• **JOB**:
Omit every picture, then give all the entries again exactly.

• **DATA TO USE**:
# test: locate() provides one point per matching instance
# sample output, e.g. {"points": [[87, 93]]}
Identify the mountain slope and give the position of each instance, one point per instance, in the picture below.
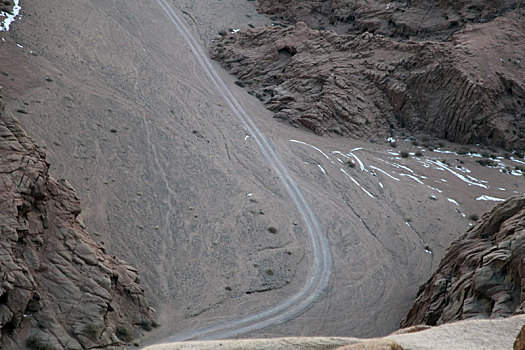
{"points": [[481, 274], [57, 286]]}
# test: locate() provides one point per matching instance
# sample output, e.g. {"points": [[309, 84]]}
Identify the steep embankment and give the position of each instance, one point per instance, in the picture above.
{"points": [[398, 19], [58, 288], [467, 89], [482, 273]]}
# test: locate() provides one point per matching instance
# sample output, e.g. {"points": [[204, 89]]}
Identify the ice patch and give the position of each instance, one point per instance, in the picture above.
{"points": [[9, 17], [359, 161], [317, 149], [459, 176], [452, 201], [445, 152], [384, 172], [435, 189], [357, 183], [413, 178], [489, 198]]}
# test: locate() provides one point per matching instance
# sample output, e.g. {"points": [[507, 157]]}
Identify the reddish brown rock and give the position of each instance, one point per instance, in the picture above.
{"points": [[519, 344], [400, 19], [468, 89], [57, 286], [482, 274]]}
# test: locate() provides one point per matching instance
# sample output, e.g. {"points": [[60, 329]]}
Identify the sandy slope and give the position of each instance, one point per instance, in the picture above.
{"points": [[472, 334], [163, 166]]}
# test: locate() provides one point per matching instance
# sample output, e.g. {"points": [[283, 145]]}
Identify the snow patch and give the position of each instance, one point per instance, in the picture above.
{"points": [[357, 183], [9, 17], [489, 198], [317, 149]]}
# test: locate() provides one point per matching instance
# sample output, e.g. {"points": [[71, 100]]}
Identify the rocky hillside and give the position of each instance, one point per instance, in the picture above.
{"points": [[482, 273], [398, 19], [467, 89], [58, 288]]}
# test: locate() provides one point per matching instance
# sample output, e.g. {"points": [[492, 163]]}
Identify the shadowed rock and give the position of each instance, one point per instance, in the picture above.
{"points": [[481, 275], [57, 286], [468, 89]]}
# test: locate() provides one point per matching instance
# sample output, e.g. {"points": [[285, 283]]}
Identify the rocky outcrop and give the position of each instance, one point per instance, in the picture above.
{"points": [[58, 288], [469, 89], [482, 274], [398, 19]]}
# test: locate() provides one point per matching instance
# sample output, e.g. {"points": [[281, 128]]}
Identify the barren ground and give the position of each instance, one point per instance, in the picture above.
{"points": [[165, 172]]}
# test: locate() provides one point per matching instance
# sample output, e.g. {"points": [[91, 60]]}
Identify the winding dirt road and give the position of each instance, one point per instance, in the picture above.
{"points": [[322, 259]]}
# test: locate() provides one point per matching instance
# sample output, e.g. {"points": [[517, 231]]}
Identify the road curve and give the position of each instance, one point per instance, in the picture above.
{"points": [[319, 272]]}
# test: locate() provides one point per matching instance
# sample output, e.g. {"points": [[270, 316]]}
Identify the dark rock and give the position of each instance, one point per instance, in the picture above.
{"points": [[365, 84], [482, 273], [49, 263]]}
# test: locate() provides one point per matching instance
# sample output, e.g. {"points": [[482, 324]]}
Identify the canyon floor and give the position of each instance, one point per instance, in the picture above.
{"points": [[171, 182]]}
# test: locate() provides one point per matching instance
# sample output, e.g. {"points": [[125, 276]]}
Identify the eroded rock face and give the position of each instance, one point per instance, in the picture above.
{"points": [[421, 19], [57, 286], [469, 89], [482, 274]]}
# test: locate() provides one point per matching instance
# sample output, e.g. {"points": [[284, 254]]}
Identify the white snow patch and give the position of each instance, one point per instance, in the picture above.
{"points": [[445, 152], [459, 176], [413, 178], [317, 149], [489, 198], [359, 161], [435, 189], [384, 172], [9, 17], [357, 183], [452, 201]]}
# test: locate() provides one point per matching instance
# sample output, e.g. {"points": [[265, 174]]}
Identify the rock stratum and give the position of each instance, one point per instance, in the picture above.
{"points": [[58, 287], [467, 88], [482, 274]]}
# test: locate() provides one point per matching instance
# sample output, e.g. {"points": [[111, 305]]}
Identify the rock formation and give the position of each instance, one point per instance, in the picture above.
{"points": [[482, 274], [58, 288], [468, 89], [397, 19]]}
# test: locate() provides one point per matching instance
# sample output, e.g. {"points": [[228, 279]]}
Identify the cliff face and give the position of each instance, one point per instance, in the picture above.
{"points": [[58, 288], [482, 274], [397, 19], [467, 89]]}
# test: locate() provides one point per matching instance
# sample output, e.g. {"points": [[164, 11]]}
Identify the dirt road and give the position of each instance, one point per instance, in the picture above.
{"points": [[174, 183]]}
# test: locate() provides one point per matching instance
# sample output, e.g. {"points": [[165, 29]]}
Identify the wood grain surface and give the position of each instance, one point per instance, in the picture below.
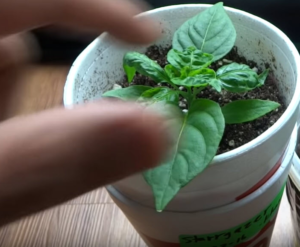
{"points": [[91, 220]]}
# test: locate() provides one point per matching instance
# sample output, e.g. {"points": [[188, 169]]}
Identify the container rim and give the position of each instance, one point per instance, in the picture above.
{"points": [[68, 95]]}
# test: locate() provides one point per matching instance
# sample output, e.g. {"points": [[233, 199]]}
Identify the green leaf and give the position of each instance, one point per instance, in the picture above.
{"points": [[130, 72], [128, 93], [263, 76], [145, 66], [171, 71], [198, 134], [198, 80], [211, 31], [237, 78], [160, 94], [191, 57], [241, 111], [216, 85]]}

• **FULL SOLUTION**:
# test: locate() provides one point per matching instance
# sample output, e.g. {"points": [[87, 93]]}
Identify the mountain slope and give the position of each instance, one point per instance, in the picture below.
{"points": [[481, 274], [57, 286]]}
# test: locate() provides one point per matching instance
# sample output, e.g. {"points": [[309, 84]]}
Identify the steep embankment and give the position of each instance, one point per instance, in the picture above.
{"points": [[398, 19], [58, 288], [467, 89], [482, 273]]}
# test: locate() provides one point per matching instance
# sample output, e.g. {"points": [[204, 89]]}
Identify the ice patch and give the position of each instance, one point per instance, in the picture above.
{"points": [[9, 17], [359, 161], [317, 149], [459, 176], [452, 201], [445, 152], [384, 172], [435, 189], [357, 183], [413, 178], [489, 198]]}
# test: locate() provides one point per matching instance
# sample output, e.g. {"points": [[507, 157]]}
Identify the reddish brown rock and give the position of each instance, one point per instance, in the picture above.
{"points": [[519, 344], [400, 19], [468, 89], [57, 286], [482, 274]]}
# test: locate() provides one point per matching instance
# sample output, e.g. {"points": [[60, 329]]}
Identify the sandy slope and give the position of each instance, one point per instance, in the picture above.
{"points": [[472, 334], [163, 166]]}
# test: locate() provides one point per matching instance
# sample output, e.g. {"points": [[283, 145]]}
Identify the snow patch and give the position of each instance, one point per instance, in the picture above.
{"points": [[357, 183], [9, 17], [489, 198], [317, 149]]}
# test: locate() provides one point per matching instance
# sample output, e.g. {"points": [[71, 100]]}
Identify the rocky hillside and give the position of each instance, one point per instance, in the picture above.
{"points": [[482, 273], [398, 19], [467, 89], [58, 288]]}
# test: locate() provides one point per matching instance
# sample output, e.g. {"points": [[492, 163]]}
Identify the shadowed rock and give the position of each instance, one point per instance, in the picture above.
{"points": [[481, 275], [57, 286], [468, 89]]}
# test: locate() provides one point per matching instance
# sample output, e.g. {"points": [[285, 283]]}
Identify the rocky outcrop and give the position of each instance, one point per instance, in the picture above.
{"points": [[58, 288], [469, 89], [482, 274], [398, 19]]}
# test: locate() provides one point per matching instance
# sample output, e.g. {"points": [[281, 128]]}
Identify the barren ground and give the position of each instance, one point per instance, in the picture above.
{"points": [[165, 172]]}
# test: locate() provides one point per matching instance
# sample output, e.g. {"points": [[91, 60]]}
Identify the winding dirt road and give the position of each instance, one point per instance, in the picture above.
{"points": [[322, 259]]}
# test: locate() provides one point per matching instance
# sample output, e.g. {"points": [[517, 231]]}
Identify the road curve and give the position of each instance, one point per instance, in the picture above.
{"points": [[319, 272]]}
# test: locate() provides one point per matching instance
# sample output, e.g. {"points": [[270, 316]]}
Identify the dark rock and give the position of each instance, one point per instance, in the picture above.
{"points": [[365, 84], [482, 273], [49, 263]]}
# test: locate() provides one point per matching instance
# sample output, e.g. {"points": [[482, 324]]}
Identify the canyon floor and give the position of each instance, one point per instance, in the picture above.
{"points": [[171, 182]]}
# test: locate() provides one point per matching instance
# sample output, e.g. {"points": [[125, 276]]}
Identify the eroded rock face and give the position of each instance, one point per instance, in the picture above.
{"points": [[421, 19], [57, 286], [469, 89], [482, 274]]}
# test: locate() provides one point per matching instance
# sample output, e.g. {"points": [[284, 254]]}
Identify the white snow patch and give the position of each instance, one point per instance, in the picture above.
{"points": [[445, 152], [459, 176], [413, 178], [317, 149], [489, 198], [359, 161], [435, 189], [384, 172], [9, 17], [357, 183], [452, 201]]}
# test: locate() provides one point per matching instance
# sample output, e.g. {"points": [[265, 174]]}
Identify the rock stratum and give the position of each instance, one point per instance, in the picture above.
{"points": [[58, 287], [467, 88], [482, 274]]}
# test: locate() provides one point per matching instance
# sample output, e.g. {"points": [[111, 305]]}
Identify the rock formation and give the position of each instance, one point per instance, in the picture above.
{"points": [[482, 274], [58, 288], [468, 89], [397, 19]]}
# test: locate() provides one point per matching instance
# sample output, e.g. {"points": [[228, 279]]}
Identify the cliff face and give the position of each instance, one point per instance, in the picture above.
{"points": [[58, 288], [482, 274], [397, 19], [467, 89]]}
# test: locate() provides one point per matching instance
# sample output, e.g. {"points": [[164, 11]]}
Identify the dirt road and give the position of each instance, one point per instance, in the picture above.
{"points": [[174, 183]]}
# test: locate() provides one point per matching instance
# sample output, e.g. {"points": [[165, 29]]}
Identify the wood grain surface and give the position of each instance, one point per instance, in the picture below.
{"points": [[91, 220]]}
# test: locate() provides one point per matching instance
# sample output, e.g. {"points": [[188, 169]]}
Identify the container rim and give the position of each instance, one point per instance, in the picture above.
{"points": [[68, 95]]}
# test: locate() provides one point per matching instance
# sample output, e.g. {"points": [[233, 199]]}
Identify the green leaf and give the position of each instance, one point per instance, in the picture above.
{"points": [[130, 72], [128, 93], [263, 76], [145, 66], [171, 71], [198, 134], [198, 80], [211, 31], [237, 78], [160, 94], [191, 57], [241, 111], [216, 85]]}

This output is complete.